## Text extract
****************
Learn best practices for debugging and error handling in an enterprise-grade blockchain application

Explore the possible points of failure in a typical blockchain application, discover reasons for the failures, and learn recommended debugging and error handling techniques.

Learn best practices for debugging and error handling in an enterprise-grade blockchain application

Blockchain is a shared, replicated immutable ledger for recording transactions, tracking assets, and building trust. An asset can be tangible (for example, a house or a car) or intangible (for example, intellectual property or patents). Blockchain is built on properties like consensus, provenance, immutability, finality.

In a traditional business scenario, a transaction that involves multiple organizations is recorded differently by each business. If two organizations disagree on the state of a transaction, then a dispute occurs, which can often be costly and time consuming to resolve. Blockchain introduces the following concepts:

  • Multiparty transactions: Signed by everyone involved in the transaction.
  • Shared ledgers: The same ledger is replicated in every organization in the network and kept synchronized using a process called consensus. Ledgers are immutable and final; after a multiparty transaction is written to the ledger, it cannot be reversed.

To get an overview of blockchain in more detail, check out the Get started with blockchain learning path. This blog post focuses on different points of failures in a typical blockchain-based application, possible reasons for failures, and recommended debugging and error handling techniques.
****************
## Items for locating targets
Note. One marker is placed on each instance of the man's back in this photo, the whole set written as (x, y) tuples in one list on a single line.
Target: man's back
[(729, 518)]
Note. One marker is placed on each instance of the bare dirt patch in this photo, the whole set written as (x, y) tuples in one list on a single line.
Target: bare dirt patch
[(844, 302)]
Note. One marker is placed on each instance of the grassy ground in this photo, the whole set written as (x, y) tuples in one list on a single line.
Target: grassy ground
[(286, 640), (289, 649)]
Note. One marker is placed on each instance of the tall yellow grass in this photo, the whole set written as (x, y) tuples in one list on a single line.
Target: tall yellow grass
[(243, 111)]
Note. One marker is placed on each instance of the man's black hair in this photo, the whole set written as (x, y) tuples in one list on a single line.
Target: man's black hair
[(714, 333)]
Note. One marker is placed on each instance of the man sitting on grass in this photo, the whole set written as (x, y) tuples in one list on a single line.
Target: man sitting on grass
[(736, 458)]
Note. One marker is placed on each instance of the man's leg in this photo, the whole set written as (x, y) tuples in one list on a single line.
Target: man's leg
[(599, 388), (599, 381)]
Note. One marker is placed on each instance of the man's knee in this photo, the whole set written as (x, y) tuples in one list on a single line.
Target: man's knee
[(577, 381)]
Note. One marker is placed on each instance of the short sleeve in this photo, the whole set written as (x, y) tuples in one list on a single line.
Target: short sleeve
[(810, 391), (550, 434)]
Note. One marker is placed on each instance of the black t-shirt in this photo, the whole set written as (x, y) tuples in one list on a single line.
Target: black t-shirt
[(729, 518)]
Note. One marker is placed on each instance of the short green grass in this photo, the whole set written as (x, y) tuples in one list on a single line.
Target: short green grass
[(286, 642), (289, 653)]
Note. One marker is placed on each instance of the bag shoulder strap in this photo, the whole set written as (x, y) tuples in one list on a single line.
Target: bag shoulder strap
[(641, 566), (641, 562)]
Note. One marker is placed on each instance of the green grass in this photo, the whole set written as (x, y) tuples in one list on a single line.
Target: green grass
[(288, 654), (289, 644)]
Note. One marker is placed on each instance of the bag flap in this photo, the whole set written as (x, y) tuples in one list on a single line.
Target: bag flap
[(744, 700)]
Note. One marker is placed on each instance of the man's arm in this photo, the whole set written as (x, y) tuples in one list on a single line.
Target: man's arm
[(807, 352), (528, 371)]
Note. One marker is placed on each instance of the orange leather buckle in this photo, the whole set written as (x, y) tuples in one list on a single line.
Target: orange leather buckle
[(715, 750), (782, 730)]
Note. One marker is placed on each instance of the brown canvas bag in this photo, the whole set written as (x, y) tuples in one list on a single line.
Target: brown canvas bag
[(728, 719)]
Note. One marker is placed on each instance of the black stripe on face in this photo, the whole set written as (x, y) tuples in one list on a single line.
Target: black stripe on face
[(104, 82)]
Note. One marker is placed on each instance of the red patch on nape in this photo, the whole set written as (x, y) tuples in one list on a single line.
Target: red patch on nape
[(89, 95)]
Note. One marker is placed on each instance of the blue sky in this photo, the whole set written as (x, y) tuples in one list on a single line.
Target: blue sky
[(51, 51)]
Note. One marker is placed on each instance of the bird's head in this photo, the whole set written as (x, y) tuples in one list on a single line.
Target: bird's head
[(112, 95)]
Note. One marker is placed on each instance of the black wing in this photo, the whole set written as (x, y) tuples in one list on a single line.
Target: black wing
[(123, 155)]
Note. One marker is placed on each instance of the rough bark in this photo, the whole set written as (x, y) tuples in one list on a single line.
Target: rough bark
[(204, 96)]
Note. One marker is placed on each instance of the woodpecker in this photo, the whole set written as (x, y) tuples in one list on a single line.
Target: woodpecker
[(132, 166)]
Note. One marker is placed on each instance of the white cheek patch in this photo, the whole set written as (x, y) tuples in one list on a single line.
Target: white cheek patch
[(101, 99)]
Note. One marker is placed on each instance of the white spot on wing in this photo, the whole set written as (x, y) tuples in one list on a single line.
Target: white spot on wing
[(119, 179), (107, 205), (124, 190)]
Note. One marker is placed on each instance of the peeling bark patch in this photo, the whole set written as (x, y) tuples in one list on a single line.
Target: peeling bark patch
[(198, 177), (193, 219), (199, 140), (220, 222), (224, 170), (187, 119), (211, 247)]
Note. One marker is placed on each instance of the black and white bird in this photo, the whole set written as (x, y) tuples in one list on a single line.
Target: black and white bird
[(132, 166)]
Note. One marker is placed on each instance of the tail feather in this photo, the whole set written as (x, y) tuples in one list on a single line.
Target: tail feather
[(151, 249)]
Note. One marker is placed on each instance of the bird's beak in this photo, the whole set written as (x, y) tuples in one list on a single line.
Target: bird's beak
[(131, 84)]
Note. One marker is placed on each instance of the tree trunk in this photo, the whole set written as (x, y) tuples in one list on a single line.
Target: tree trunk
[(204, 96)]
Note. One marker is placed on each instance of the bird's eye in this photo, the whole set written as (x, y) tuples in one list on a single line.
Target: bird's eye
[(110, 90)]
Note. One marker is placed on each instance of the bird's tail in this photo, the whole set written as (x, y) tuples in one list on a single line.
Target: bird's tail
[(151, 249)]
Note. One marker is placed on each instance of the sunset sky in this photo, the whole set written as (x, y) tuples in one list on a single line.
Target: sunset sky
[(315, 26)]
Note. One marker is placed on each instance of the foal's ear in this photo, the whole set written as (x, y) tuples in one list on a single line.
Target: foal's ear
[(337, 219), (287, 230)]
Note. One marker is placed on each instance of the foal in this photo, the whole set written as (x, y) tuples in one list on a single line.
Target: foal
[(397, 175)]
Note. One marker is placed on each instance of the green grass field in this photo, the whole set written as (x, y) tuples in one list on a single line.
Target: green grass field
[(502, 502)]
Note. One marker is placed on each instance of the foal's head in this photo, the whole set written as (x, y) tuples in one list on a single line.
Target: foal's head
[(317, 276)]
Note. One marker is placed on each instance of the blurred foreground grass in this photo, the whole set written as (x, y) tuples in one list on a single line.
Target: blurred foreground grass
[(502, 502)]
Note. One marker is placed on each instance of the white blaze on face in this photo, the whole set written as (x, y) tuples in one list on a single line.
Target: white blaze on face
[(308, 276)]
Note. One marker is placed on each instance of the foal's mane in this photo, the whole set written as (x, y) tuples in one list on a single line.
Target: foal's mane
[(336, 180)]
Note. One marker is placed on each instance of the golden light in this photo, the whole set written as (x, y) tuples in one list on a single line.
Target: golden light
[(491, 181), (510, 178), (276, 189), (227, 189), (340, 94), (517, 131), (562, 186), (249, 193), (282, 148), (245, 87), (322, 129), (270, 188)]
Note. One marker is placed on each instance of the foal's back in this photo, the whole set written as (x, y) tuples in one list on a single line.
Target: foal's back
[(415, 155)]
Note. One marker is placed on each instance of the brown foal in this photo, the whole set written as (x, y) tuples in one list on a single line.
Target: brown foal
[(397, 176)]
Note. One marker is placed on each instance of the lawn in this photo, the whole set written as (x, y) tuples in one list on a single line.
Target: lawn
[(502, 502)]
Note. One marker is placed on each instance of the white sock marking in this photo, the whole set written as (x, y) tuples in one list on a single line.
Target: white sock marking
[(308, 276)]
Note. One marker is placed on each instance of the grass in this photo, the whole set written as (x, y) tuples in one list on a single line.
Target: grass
****************
## Set tasks
[A] Write out the passage of the blockchain overview starting with "To get an overview" and going on through "and recommended debugging and error handling techniques.".
[B] Rewrite the listing lines starting with the line containing "the white sock" and going on through the end of the listing, with "marker" changed to "dot" and all else kept the same. Give only those lines.

## Answers for this exercise
[A]
To get an overview of blockchain in more detail, check out the Get started with blockchain learning path. This blog post focuses on different points of failures in a typical blockchain-based application, possible reasons for failures, and recommended debugging and error handling techniques.

[B]
Note. One dot is placed on each instance of the white sock marking in this photo, the whole set written as (x, y) tuples in one list on a single line.
Target: white sock marking
[(308, 276)]
Note. One dot is placed on each instance of the grass in this photo, the whole set written as (x, y) tuples in one list on a single line.
Target: grass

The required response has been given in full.